▶ [Problem statement]
Somewhere below, one line contains "Task: mark each instance of the carved" and a later line contains "Task: mark each instance of the pink". Output those two lines and everything between them exactly, and nothing else.

▶ [Records for processing]
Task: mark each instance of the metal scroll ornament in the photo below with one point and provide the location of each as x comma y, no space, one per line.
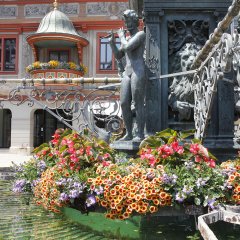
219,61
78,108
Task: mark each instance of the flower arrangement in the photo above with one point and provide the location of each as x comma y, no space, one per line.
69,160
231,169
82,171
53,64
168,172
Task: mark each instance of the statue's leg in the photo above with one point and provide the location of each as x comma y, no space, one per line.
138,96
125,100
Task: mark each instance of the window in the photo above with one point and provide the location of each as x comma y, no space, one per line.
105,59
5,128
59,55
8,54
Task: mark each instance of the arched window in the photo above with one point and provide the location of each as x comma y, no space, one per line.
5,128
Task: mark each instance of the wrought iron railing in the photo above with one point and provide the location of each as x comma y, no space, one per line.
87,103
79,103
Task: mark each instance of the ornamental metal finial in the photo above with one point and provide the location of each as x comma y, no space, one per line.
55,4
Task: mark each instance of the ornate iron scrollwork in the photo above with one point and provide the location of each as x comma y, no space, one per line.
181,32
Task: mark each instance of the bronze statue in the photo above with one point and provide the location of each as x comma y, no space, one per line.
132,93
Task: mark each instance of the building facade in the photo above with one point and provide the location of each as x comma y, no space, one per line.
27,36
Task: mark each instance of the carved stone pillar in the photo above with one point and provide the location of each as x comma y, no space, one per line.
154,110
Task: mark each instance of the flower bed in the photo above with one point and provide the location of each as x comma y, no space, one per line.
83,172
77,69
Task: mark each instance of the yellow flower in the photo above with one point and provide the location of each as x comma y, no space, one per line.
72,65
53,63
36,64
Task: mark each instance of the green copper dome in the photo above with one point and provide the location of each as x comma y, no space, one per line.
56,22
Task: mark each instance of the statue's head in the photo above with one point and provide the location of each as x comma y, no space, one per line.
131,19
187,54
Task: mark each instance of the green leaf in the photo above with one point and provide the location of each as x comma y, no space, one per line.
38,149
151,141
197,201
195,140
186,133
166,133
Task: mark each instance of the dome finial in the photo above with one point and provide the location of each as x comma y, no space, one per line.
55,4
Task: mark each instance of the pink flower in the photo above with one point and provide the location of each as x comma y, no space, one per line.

...

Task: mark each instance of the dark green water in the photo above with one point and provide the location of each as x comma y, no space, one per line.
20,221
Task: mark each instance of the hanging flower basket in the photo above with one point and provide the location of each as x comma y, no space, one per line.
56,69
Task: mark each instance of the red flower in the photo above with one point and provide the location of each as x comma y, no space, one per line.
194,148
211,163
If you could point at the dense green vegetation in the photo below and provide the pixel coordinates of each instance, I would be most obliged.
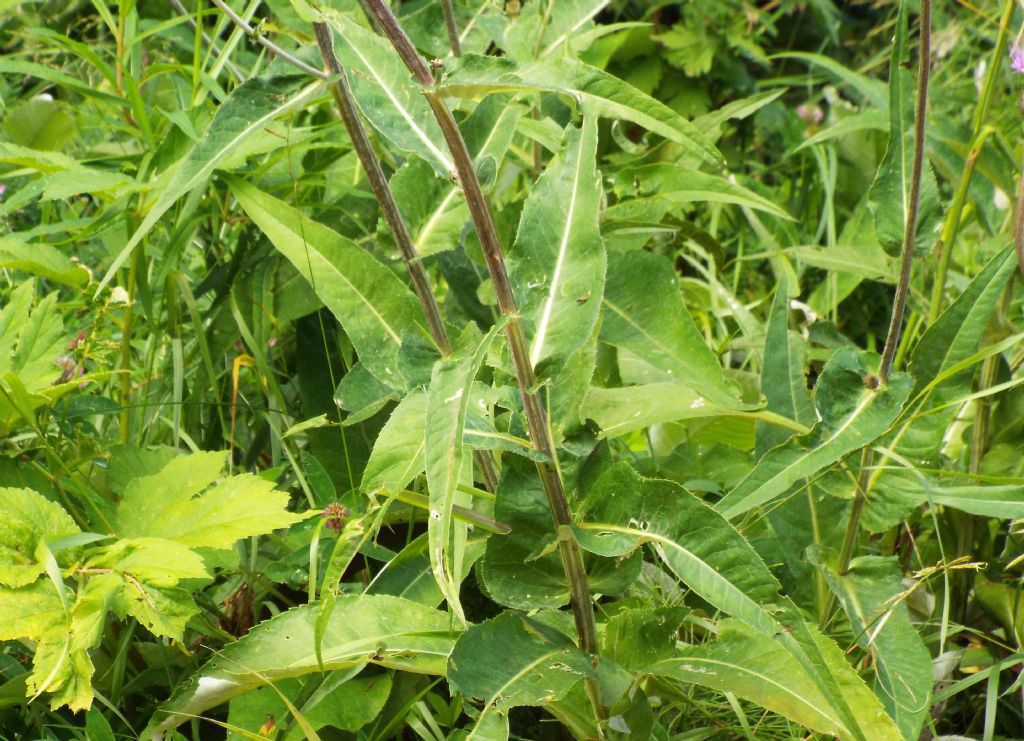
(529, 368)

* * *

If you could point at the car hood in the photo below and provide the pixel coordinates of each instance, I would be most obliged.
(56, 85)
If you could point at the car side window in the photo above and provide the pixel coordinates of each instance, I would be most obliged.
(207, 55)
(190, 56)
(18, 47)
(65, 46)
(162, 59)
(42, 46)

▶ [Written answer]
Task: mark each instance of the carved stone pillar in the photo above with one point and provide the location of each as x comma y, no space, one per line.
154,110
Task: mark each instance of the flower bed in the photo above with one point and provide the location of each as x comma y, no space, one per line.
83,172
77,69
Task: mark each instance of the yellow flower in the photo above with one point and provide the location of each as x comma y, no space, one per line.
72,65
53,63
36,64
Task: mark each instance of the green copper dome in the photo above with one point and provide the location of each as x comma y, no space, one per line.
56,22
Task: mark each instance of the statue's head in the photo above with one point and provide the location of each as x comma y, no space, one per line.
131,19
187,54
Task: mark each instance of the green leaf in the photo above with one point and provide the location of each as x comma y, no space, one per line.
38,149
151,141
197,201
195,140
186,133
166,133
Task: mark each instance of the dome finial in the photo above with one point and provide the location of each as x comma y, no space, one per line.
55,4
Task: mark each instance of the pink flower in the photo above with one point and provide the location of each as x comma y, no space, one per line.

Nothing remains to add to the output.